Fig. 5: The surface states and electrochemical behavior of products before and after S deposition.

a S 2p spectra of products before and after S deposition. b Voltage profiles of the first two cycles obtained at 0.5 C. Regions from 4.5 to 4.8 V are marked with vertical dash lines. c Percentage-stacked bar chart of charge capacities in the first cycle obtained at 0.5 C; the total capacities are divided into two sections: <4.5 V and 4.5–4.8 V. d dQ/dV curves of the charge process in the second cycle obtained at 0.5 C. e Normalized galvanostatic discharge profiles of LP obtained at 1 C. f Normalized galvanostatic discharge profiles of S-200 obtained at 1 C. g Cyclic performance at 1 C together with the capacity retention at different rates (insets). h Specific energy-density retention after 100 cycles at 1 C.

The charge–discharge curves performed on Li/LP cells (Fig. 5b) are compared with that of S-deposited samples. LP presented the charge capacity of 238 mA h g⁻¹ in the first cycle accompanied with a first Coulombic efficiency (FCE) of 65.2%. S absorption showed a slight decreased charge capacity, but an increase in FCE (85% for S-500) in the first cycle; considering that the irreversible processes are closely related to the release of oxygen^29,49,50,51, the increased FCE in the S-absorbed samples is likely associated with suppressed irreversible oxygen release from the bulk lattice. It is worth mentioning that previous attempts to increase the FCE of LLO generally shorten the plateau length of the oxygen oxidation reaction (at around 4.5 V), that is, inhibiting the reversible and irreversible oxygen reaction in the first charge^52,53. The oxygen reaction plateau lengths in this research are compared (Fig. 5c); the slightly higher percentages of charge capacity between 4.5 and 4.8 V in the S-deposited sample (S-50 and S-200) suggest that the oxygen redox reaction is maintained. Thus, it can be deduced that only the irreversible oxygen evolution in LLO was suppressed after S deposition. In addition, the dQ/dV curves of the second charge shown in Fig. 5d have enhanced redox activity around 3.0 V in the S-deposited samples, indicating the formation of a spinel phase after the first cycle. Considering the fact that traditional LLO → spinel-phase transitions are fairly slow in the first several cycles^54,55, the spinel phase in the S-deposited samples seems to be more likely initiated by the Li/Mn antisite mixing that is driven by the formation of SO_x.

══════════════════════════════

» **WORK INSTRUCTION A**
Reproduce the part of the S-deposition passage between "a S 2p spectra" and "cycles at 1 C.", inclusive.
» **WORK INSTRUCTION B**
According to the S-deposition passage, what first Coulombic efficiency did LP show in the first cycle?

══════════════════════════════

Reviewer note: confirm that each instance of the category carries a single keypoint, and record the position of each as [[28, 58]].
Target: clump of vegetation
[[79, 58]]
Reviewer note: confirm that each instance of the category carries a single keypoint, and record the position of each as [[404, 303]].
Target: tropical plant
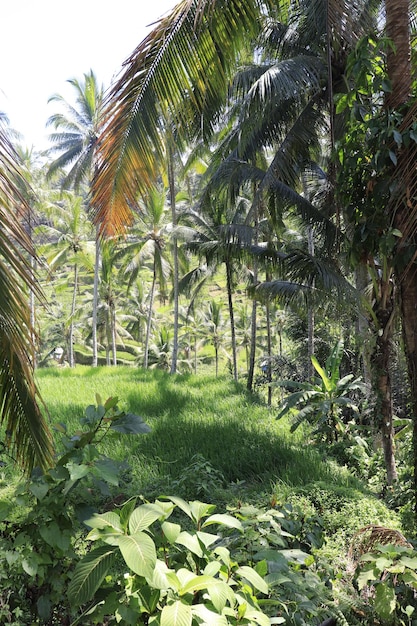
[[44, 518], [147, 244], [76, 142], [320, 402], [388, 576], [27, 435], [68, 244]]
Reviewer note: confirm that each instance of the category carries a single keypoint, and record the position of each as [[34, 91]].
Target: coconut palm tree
[[75, 141], [69, 241], [147, 245], [27, 434], [219, 236]]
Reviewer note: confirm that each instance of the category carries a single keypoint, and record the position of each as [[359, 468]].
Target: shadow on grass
[[213, 417]]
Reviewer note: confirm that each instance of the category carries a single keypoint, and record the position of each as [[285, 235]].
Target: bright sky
[[44, 43]]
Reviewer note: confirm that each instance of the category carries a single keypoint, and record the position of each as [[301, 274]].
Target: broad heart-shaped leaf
[[139, 552], [39, 489], [220, 594], [107, 470], [223, 519], [89, 573], [196, 583], [105, 520], [163, 578], [54, 536], [385, 601], [195, 543], [182, 504], [365, 577], [130, 424], [253, 578], [409, 561], [256, 616], [142, 517], [176, 614], [206, 616], [200, 510], [171, 531]]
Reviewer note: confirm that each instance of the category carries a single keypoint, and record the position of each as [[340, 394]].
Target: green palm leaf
[[183, 66], [27, 434]]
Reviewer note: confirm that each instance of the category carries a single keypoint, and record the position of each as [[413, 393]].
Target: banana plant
[[320, 402]]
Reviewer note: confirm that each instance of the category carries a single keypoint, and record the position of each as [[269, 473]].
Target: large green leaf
[[208, 617], [142, 517], [171, 531], [130, 424], [177, 614], [139, 552], [253, 578], [224, 519], [196, 583], [385, 601], [220, 594], [88, 575], [109, 520]]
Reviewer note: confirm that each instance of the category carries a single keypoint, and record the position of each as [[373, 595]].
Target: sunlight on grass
[[213, 417]]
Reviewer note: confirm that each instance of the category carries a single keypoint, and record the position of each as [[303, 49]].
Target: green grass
[[212, 417]]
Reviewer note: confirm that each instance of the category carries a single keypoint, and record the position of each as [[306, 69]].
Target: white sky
[[44, 43]]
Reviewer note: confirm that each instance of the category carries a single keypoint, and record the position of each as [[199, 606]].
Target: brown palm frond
[[179, 72]]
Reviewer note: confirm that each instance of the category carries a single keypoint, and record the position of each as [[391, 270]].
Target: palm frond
[[182, 67], [27, 433]]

══════════════════════════════

» **TASK RESULT A**
a S 2p spectra of products before and after S deposition. b Voltage profiles of the first two cycles obtained at 0.5 C. Regions from 4.5 to 4.8 V are marked with vertical dash lines. c Percentage-stacked bar chart of charge capacities in the first cycle obtained at 0.5 C; the total capacities are divided into two sections: <4.5 V and 4.5–4.8 V. d dQ/dV curves of the charge process in the second cycle obtained at 0.5 C. e Normalized galvanostatic discharge profiles of LP obtained at 1 C. f Normalized galvanostatic discharge profiles of S-200 obtained at 1 C. g Cyclic performance at 1 C together with the capacity retention at different rates (insets). h Specific energy-density retention after 100 cycles at 1 C.

» **TASK RESULT B**
65.2%